Tri Hita Karana: A Balinese Philosophy.
The pearl may disappear within the next generation according to leading expert Dr Joseph Taylor. But there is still hope. We travelled to Germany to attend this eminent pearl farmer’s seminar: ‘Pearl – the sustainable gem: Technology, Community and Environment’.
Munich is famed for the endless beer halls of Oktoberfest – but we ventured to the Bavarian capital for a very different reason. Our German expedition took us to the annual Inhorgenta – an international jewellery trade show bringing together manufacturers, designers and wholesalers for three days of trading, seminars and catwalks.
Sustainability is a hot topic, and it is something our clients are keen to know more about – so they can then be prepared when their end customer asks them questions about where their pearls have come from. So at the top of our list to do was to attend Dr Taylor’s seminar.
He started his talk by introducing us to Tri Hita Karana: a Balinese philosophy by which he lives and works. Having spent half his life in Indonesia creating and developing south sea pearl farms he has discovered the true value of this philosophy. He tells us how it can be broken down into three key ideas: sensitivity, responsibility and gratitude – our relationships to each other, to our environment and to spirituality. This was to define the shape of his speech.
He gave us some context about south sea pearl farming, explaining to us how the natural stock of the Pinctada Maxima oyster (from which the south sea pearl is born) had become hugely depleted in the first half of the twentieth century due to high demand in various industries, and then went on to explain the work he has been involved in to replenish these stocks and to improve the lives of hundreds of locals at his pearl farms.

EXERCISE BRIEF>
According to the article on Dr Taylor's seminar, which three key ideas make up Tri Hita Karana?

EXCERPTED RECORDS>
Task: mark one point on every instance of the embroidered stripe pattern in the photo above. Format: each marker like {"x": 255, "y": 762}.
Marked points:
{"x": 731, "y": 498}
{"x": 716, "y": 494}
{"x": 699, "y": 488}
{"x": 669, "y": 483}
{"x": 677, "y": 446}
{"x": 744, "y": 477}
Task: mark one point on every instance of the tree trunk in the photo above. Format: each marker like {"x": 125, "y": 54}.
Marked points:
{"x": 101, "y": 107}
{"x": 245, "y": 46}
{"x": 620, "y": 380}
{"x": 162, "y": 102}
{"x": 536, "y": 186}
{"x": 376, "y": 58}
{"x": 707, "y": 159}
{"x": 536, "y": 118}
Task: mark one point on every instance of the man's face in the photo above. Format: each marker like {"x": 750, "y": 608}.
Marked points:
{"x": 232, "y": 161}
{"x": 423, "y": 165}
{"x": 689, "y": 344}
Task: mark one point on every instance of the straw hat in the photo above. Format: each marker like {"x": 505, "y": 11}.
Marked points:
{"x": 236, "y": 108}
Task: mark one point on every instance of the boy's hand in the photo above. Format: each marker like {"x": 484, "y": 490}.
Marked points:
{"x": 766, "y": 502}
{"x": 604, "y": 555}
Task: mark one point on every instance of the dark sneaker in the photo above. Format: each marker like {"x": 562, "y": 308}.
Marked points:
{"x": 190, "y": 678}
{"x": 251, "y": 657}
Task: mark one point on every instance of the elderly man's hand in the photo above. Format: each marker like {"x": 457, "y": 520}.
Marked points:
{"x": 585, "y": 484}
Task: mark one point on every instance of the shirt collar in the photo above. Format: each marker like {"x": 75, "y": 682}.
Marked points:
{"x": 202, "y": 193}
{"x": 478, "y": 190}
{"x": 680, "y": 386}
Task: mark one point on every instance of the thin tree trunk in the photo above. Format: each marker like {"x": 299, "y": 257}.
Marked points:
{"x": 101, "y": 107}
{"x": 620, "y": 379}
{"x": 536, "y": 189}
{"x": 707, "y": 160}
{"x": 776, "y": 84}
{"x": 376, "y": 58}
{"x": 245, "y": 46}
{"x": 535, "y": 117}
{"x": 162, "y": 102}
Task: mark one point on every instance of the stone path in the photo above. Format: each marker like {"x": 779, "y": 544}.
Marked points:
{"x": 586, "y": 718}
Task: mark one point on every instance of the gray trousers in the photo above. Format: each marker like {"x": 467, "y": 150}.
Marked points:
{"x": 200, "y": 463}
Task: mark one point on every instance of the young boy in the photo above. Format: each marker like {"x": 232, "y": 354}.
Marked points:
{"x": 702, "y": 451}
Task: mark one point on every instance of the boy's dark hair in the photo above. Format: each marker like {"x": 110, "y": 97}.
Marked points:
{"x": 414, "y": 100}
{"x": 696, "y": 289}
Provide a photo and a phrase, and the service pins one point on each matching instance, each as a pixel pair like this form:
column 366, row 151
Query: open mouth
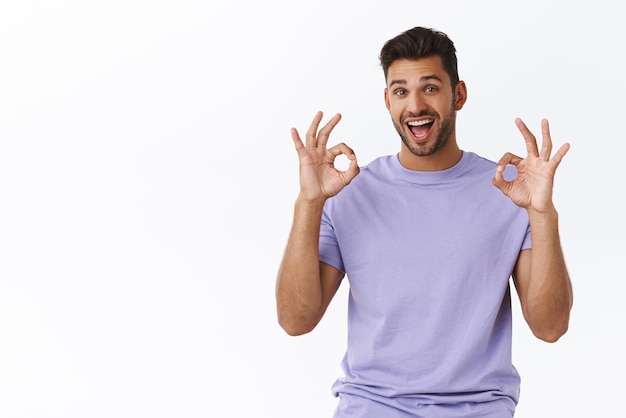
column 420, row 128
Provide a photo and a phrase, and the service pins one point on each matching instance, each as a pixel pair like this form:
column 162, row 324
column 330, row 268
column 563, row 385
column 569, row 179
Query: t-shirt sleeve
column 329, row 246
column 527, row 243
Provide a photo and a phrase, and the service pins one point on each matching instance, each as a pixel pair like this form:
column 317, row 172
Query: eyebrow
column 422, row 80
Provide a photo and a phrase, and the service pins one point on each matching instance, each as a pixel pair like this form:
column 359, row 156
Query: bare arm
column 305, row 286
column 541, row 277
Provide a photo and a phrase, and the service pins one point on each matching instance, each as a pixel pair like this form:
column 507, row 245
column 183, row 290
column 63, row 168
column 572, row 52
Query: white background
column 147, row 181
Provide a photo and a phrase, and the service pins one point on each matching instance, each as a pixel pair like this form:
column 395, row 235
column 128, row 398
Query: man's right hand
column 319, row 179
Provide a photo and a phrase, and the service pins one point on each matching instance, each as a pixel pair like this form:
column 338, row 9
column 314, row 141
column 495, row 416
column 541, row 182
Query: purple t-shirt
column 428, row 256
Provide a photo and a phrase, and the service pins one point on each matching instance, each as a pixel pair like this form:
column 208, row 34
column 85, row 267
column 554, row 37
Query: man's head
column 423, row 93
column 421, row 42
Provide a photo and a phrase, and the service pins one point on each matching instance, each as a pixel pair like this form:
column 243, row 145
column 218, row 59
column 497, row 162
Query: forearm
column 549, row 293
column 299, row 293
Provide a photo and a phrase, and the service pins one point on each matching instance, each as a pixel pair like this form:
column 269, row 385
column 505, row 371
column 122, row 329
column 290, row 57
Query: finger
column 353, row 168
column 295, row 136
column 311, row 134
column 531, row 141
column 324, row 133
column 546, row 143
column 508, row 158
column 340, row 149
column 558, row 156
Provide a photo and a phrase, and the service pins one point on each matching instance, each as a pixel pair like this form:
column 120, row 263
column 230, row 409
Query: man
column 428, row 245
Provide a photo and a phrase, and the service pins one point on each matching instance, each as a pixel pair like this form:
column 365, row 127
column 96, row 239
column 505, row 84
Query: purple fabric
column 428, row 257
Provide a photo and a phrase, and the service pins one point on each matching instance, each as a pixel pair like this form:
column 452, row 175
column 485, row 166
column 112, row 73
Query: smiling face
column 423, row 106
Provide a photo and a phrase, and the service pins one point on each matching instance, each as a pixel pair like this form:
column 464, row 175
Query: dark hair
column 421, row 42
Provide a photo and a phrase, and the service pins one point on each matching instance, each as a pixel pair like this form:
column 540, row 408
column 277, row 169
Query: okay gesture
column 532, row 188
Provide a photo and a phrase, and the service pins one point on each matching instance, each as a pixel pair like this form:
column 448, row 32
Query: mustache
column 419, row 115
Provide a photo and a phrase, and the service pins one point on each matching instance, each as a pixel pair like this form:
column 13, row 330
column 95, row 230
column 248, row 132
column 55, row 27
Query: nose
column 416, row 104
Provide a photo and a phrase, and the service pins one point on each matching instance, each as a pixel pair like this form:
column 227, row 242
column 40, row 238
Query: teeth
column 420, row 122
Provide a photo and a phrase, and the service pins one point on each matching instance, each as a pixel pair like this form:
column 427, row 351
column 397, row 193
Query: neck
column 442, row 159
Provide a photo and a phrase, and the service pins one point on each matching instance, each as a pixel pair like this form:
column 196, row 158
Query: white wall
column 147, row 180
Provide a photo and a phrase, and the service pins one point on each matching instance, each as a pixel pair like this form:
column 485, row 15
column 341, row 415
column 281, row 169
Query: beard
column 446, row 128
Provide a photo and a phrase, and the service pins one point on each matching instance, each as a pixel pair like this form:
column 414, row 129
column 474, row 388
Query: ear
column 460, row 95
column 387, row 99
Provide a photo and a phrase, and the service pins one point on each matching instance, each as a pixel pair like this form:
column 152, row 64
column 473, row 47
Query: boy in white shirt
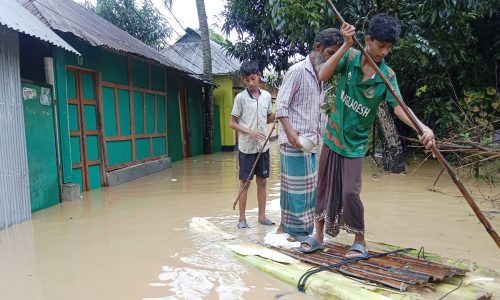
column 252, row 111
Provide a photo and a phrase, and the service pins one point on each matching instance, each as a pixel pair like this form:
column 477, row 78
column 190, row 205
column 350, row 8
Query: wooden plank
column 134, row 89
column 103, row 150
column 131, row 104
column 124, row 165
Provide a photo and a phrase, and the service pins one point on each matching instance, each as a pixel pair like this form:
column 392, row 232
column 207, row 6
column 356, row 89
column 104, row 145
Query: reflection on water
column 134, row 241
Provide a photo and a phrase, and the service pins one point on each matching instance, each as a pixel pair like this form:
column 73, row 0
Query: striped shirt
column 300, row 98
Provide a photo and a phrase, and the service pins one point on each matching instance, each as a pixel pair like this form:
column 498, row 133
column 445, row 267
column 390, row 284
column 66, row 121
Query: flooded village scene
column 249, row 149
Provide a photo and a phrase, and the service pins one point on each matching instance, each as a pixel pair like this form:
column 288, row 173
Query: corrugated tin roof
column 68, row 16
column 14, row 16
column 187, row 51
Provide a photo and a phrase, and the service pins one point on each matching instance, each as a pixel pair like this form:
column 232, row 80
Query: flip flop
column 313, row 245
column 242, row 224
column 358, row 248
column 297, row 238
column 267, row 222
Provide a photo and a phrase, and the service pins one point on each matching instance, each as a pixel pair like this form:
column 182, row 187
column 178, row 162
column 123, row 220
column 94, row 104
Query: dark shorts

EXERCISE RESULT>
Sensitivity, responsibility and gratitude.